:: Data lines ::
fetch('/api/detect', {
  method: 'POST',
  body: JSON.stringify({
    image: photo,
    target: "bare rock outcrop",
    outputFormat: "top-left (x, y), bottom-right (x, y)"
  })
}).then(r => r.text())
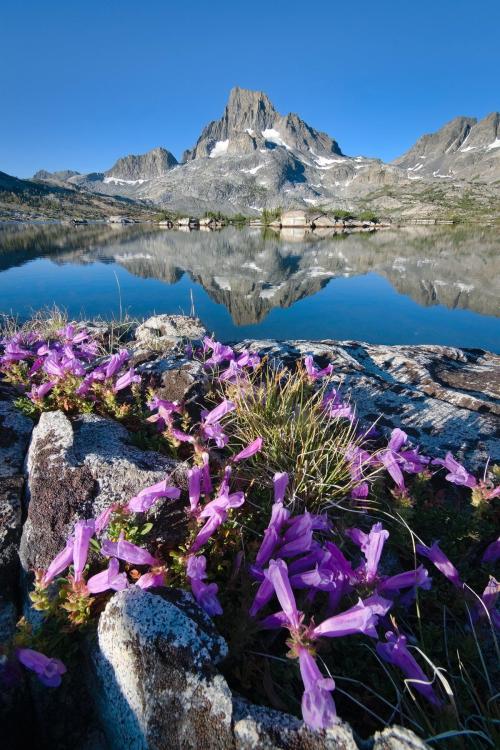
:::
Your task »
Edit the records so that "bare rock outcrop" becomes "moss-covered boulder" wherever it occurs, changing nothing else. Leave the pictures out of your answer.

Finished exercise »
fetch('/api/detect', {
  method: 'POST',
  body: JSON.stringify({
    image: photo,
    target: "moss-covered boulder",
    outputFormat: "top-left (x, y), bottom-right (x, y)"
  })
}).then(r => r.text())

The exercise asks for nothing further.